WORKING DATA:
--------------------

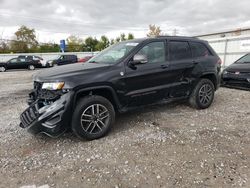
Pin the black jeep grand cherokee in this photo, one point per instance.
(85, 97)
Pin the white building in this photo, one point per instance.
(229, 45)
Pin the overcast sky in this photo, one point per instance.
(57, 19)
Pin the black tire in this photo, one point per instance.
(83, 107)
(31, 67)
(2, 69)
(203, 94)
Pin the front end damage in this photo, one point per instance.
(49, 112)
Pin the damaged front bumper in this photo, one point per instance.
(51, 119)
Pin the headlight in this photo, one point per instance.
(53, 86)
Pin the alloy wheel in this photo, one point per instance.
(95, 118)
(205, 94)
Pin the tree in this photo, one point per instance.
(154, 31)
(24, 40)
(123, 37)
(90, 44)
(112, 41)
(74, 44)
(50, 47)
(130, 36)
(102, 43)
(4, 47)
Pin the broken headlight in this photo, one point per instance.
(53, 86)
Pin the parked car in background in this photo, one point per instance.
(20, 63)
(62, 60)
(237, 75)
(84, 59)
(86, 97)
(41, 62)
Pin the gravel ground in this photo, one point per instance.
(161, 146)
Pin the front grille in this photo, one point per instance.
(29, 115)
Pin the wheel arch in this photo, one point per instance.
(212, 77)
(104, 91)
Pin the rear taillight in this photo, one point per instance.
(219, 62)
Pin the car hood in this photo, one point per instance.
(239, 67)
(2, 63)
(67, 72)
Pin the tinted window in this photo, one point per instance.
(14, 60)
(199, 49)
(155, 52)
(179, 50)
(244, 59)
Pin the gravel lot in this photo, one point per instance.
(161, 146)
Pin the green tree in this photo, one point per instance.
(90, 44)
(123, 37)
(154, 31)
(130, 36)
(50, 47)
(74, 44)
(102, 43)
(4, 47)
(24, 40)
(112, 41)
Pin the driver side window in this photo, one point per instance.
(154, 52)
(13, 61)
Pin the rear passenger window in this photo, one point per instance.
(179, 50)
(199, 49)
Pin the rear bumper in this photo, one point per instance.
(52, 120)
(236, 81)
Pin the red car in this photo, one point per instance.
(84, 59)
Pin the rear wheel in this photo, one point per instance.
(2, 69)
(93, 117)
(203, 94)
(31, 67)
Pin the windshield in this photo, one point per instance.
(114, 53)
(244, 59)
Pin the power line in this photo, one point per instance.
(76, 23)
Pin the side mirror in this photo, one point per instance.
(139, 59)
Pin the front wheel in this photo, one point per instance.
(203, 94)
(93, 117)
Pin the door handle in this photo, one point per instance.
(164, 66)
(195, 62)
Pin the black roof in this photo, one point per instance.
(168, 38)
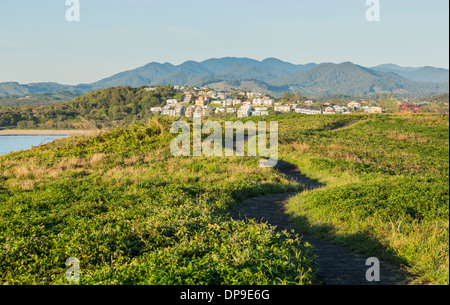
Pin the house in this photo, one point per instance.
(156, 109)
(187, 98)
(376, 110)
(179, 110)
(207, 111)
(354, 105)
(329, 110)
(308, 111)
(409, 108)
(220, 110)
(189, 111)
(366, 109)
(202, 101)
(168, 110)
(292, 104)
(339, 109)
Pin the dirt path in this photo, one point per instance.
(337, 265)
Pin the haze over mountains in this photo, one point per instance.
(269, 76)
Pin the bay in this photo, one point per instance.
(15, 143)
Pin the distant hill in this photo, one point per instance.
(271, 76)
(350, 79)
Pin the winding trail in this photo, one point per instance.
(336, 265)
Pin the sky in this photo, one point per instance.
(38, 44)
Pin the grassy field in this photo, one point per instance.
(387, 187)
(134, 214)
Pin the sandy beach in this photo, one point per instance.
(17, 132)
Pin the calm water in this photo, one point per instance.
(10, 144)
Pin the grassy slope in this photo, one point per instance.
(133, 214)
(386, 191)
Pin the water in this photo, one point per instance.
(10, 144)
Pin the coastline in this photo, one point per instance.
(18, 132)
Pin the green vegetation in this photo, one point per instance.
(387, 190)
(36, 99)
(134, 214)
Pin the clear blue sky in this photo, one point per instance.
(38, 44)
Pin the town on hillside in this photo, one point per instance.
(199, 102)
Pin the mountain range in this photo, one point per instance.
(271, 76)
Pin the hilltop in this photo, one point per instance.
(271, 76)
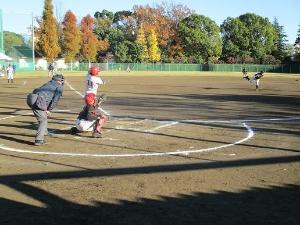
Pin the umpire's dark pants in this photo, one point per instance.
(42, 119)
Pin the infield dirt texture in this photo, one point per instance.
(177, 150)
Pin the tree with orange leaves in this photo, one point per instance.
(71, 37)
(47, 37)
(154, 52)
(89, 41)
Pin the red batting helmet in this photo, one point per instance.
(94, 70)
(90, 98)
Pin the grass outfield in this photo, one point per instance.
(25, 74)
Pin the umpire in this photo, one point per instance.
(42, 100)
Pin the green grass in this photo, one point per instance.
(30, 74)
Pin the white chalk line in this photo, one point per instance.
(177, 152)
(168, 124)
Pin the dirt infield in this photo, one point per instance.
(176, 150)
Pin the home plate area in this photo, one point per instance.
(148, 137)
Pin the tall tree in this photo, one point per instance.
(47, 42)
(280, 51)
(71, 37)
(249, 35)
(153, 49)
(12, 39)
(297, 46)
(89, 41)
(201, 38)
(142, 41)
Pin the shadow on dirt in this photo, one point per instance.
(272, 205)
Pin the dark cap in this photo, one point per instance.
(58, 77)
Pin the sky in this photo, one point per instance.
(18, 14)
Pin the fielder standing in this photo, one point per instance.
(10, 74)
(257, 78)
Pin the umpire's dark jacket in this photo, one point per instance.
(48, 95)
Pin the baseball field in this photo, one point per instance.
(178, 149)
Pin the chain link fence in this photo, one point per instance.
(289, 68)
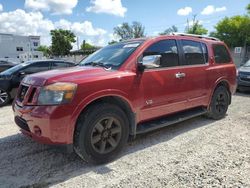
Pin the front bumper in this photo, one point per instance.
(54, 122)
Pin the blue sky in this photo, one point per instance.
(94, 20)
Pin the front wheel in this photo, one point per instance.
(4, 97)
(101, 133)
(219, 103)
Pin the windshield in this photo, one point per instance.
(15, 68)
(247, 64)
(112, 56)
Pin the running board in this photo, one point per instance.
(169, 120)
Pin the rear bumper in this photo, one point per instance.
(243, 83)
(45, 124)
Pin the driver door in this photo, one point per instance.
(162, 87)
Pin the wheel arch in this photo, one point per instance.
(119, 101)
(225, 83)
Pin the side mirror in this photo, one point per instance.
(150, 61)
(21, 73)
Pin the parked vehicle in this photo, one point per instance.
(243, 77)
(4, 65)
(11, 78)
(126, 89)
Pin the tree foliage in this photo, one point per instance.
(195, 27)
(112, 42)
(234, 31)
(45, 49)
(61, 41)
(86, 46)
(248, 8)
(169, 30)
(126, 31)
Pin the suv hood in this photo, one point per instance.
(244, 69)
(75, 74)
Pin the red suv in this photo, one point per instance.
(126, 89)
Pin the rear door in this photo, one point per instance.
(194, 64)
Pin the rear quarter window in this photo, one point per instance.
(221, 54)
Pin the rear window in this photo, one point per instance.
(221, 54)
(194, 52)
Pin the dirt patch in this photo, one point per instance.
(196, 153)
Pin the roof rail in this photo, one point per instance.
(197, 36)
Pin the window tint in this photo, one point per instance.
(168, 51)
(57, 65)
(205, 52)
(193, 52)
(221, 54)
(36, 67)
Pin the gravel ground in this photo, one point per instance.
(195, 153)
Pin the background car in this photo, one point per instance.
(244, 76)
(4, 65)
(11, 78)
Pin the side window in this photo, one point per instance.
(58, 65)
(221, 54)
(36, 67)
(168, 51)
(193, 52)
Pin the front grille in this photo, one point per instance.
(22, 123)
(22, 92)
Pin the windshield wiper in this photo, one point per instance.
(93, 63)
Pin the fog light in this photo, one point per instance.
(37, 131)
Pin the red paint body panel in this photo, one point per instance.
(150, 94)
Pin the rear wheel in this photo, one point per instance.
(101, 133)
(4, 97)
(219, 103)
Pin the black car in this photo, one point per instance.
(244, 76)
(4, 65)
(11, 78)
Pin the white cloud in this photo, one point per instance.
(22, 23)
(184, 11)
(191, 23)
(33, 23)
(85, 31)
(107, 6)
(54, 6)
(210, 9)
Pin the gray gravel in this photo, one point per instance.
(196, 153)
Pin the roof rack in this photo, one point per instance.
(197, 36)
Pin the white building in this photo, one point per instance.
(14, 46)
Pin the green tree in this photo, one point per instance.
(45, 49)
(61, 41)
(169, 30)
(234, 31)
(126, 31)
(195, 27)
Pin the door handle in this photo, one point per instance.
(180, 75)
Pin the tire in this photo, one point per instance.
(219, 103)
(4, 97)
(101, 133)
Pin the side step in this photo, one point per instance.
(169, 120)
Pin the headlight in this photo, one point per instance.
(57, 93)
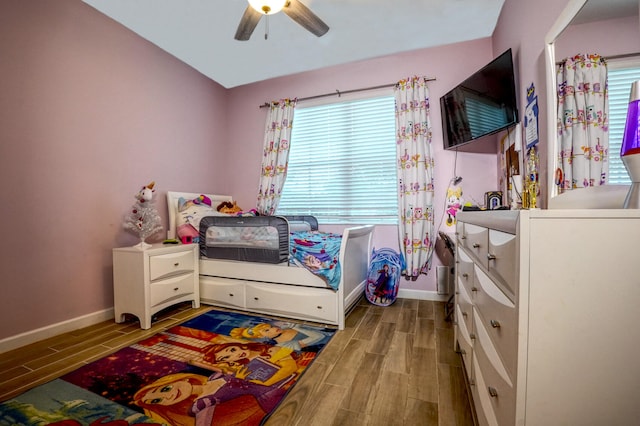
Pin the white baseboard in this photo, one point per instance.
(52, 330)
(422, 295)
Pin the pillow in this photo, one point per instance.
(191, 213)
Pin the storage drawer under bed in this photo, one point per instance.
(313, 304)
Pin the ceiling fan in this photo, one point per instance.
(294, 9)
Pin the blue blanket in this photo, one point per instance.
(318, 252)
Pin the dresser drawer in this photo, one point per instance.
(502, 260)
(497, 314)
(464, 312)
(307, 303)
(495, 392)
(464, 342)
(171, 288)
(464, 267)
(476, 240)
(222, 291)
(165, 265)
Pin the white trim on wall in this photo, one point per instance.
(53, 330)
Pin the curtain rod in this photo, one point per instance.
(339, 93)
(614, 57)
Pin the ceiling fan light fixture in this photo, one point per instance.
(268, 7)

--------------------

EXERCISE DIRECTIONS:
Your answer should consist only of the lines from the one with "Pin the dresser" through the last line of the entries above, retyped exactly.

THE ANSWER:
Pin the dresser drawer in this photo, one point per instance.
(502, 260)
(497, 314)
(464, 312)
(307, 303)
(495, 392)
(464, 342)
(171, 288)
(464, 267)
(476, 240)
(222, 291)
(165, 265)
Pin the white trim on wall in this photo, one point per instance.
(53, 330)
Pin the curtain rod in this photo, one point per instance.
(339, 93)
(614, 57)
Pin the ceiling fan light fixture in this photo, one point per instance.
(268, 7)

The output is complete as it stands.